## TASK TO CARRY OUT:
Pull out each line of the material below that contains the word "negative", and copy those lines in order.

Segmentation mask data:

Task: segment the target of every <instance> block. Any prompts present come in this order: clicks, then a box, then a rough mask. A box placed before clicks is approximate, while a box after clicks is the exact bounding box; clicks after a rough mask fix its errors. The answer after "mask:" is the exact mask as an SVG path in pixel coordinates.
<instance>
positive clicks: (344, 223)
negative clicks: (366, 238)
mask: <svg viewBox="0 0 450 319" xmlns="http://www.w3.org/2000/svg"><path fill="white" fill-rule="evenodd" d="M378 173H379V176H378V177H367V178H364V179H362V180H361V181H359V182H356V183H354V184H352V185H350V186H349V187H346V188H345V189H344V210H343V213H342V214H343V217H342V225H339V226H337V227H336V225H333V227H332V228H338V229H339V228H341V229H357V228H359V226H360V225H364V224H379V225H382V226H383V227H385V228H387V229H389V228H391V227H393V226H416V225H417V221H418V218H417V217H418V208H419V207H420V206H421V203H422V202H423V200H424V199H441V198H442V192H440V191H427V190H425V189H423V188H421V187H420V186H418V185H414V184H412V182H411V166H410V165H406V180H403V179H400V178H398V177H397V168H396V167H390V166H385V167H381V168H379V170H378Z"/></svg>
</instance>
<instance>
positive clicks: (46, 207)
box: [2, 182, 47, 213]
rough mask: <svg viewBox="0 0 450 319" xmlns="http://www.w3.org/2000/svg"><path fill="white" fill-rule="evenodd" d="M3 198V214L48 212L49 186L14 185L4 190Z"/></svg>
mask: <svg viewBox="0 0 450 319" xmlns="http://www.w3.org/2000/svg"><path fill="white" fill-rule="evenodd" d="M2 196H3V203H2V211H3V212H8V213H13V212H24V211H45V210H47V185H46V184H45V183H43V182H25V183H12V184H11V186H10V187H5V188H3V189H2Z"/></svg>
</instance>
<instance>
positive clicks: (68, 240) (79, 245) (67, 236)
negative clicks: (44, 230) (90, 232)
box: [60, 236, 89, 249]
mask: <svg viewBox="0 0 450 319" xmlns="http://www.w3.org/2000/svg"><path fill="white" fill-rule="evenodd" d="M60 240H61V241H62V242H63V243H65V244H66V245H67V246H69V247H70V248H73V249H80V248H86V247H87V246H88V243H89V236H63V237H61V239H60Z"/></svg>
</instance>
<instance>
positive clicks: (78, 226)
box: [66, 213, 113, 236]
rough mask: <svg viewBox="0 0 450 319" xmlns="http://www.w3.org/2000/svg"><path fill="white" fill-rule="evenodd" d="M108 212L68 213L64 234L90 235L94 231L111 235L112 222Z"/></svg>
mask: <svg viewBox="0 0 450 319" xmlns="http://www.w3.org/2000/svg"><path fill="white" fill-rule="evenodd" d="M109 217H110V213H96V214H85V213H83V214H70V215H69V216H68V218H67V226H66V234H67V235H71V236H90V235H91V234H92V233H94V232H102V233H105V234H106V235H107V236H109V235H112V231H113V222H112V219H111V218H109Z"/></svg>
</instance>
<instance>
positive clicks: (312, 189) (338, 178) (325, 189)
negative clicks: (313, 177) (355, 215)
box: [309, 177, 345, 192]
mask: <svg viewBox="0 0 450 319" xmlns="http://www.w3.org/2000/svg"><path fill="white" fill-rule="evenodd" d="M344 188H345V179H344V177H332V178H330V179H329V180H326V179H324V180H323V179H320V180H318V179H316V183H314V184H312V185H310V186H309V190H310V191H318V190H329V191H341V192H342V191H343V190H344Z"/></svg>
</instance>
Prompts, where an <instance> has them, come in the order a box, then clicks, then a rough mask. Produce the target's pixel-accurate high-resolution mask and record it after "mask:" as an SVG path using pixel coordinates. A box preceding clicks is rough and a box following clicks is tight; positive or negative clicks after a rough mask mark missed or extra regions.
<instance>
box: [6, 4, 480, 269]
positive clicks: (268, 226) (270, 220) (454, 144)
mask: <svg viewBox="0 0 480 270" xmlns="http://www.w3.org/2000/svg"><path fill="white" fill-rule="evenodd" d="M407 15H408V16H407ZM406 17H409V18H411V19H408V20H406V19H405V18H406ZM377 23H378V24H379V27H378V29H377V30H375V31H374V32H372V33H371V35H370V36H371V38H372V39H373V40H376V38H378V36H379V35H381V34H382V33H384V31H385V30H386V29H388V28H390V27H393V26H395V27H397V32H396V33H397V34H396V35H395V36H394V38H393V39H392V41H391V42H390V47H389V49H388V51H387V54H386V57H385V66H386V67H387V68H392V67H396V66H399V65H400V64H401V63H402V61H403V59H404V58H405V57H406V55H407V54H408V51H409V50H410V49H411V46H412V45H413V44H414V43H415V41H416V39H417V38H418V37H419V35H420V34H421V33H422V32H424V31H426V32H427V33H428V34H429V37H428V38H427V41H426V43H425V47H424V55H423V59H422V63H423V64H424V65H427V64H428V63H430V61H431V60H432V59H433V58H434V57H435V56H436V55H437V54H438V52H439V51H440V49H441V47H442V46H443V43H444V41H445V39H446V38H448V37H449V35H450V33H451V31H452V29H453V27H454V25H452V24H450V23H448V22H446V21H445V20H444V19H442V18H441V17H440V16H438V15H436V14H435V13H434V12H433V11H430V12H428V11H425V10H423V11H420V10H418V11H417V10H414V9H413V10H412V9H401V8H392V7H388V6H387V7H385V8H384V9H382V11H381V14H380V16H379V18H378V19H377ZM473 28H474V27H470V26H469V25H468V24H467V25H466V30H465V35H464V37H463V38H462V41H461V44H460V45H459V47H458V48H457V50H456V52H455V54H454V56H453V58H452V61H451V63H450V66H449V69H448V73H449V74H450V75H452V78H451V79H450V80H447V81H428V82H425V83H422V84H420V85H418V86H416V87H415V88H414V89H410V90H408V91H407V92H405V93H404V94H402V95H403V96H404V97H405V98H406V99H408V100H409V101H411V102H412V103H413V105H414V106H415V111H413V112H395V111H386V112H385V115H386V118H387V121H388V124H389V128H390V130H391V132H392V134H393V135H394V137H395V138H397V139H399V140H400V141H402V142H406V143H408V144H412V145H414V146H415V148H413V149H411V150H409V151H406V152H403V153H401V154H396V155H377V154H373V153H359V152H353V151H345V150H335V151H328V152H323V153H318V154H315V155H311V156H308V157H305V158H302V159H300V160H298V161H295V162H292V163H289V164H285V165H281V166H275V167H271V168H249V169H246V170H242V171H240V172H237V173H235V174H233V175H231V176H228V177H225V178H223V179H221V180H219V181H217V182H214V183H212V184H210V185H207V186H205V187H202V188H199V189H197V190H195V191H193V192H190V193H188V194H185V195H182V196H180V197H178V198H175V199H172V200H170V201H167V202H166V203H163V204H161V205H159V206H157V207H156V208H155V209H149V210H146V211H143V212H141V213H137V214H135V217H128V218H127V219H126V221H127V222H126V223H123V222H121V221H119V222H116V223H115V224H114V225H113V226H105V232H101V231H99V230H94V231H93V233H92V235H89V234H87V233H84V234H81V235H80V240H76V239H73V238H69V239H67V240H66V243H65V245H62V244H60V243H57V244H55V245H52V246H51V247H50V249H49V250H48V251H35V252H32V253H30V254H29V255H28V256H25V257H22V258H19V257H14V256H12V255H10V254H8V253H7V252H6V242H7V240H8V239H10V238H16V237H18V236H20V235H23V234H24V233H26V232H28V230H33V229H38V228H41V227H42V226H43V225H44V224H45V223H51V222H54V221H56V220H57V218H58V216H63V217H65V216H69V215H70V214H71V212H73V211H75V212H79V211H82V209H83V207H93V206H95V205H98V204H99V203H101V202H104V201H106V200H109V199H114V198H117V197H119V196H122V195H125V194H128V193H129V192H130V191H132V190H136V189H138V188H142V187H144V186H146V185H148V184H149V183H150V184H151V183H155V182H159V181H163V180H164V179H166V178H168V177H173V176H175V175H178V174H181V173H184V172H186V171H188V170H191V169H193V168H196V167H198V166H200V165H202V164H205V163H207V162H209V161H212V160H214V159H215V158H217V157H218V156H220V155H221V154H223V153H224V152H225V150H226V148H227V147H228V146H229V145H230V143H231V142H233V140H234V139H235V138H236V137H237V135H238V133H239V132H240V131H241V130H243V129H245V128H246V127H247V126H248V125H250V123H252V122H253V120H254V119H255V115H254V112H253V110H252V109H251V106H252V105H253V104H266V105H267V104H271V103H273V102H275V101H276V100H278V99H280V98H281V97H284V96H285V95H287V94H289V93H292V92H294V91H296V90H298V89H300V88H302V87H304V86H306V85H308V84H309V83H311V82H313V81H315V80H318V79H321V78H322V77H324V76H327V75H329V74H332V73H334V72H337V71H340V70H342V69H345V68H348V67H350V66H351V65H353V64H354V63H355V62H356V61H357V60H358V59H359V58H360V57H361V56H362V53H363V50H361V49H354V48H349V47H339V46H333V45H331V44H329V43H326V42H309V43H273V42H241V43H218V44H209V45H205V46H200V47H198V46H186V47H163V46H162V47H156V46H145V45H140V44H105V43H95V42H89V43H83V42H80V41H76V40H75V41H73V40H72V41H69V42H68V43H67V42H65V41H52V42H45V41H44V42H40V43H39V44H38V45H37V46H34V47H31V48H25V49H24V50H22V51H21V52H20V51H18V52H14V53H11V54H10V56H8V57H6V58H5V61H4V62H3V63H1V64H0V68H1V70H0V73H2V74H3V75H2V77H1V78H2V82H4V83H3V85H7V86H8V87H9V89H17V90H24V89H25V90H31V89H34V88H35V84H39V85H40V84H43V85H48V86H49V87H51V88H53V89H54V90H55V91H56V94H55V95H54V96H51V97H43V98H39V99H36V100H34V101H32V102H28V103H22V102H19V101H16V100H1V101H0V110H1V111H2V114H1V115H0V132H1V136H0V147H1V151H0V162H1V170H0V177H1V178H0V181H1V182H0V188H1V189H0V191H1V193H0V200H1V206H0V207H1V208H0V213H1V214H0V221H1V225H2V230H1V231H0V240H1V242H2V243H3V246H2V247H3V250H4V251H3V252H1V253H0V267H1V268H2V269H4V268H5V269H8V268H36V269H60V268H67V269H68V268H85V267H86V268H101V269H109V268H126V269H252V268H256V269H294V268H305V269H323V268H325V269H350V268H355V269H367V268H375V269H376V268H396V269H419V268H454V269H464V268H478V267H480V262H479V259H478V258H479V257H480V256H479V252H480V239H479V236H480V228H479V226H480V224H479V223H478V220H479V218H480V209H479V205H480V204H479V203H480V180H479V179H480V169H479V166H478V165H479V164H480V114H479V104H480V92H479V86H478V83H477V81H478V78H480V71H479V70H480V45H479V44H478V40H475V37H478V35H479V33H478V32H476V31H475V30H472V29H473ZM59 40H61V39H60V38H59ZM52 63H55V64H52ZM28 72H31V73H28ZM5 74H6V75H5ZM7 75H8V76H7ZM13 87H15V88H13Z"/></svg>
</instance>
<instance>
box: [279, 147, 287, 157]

## WRITTEN SOLUTION:
negative clicks: (366, 238)
negative clicks: (44, 230) (90, 232)
negative clicks: (313, 177) (355, 215)
Prompts, where an <instance> has them, come in the order a box, then clicks, then a rough mask. Produce the target's pixel-accurate high-resolution mask and record it after "mask:" as an SVG path using pixel coordinates. A box preceding clicks is rough and a box following clicks is tight; positive or negative clicks after a rough mask mark missed or extra regions.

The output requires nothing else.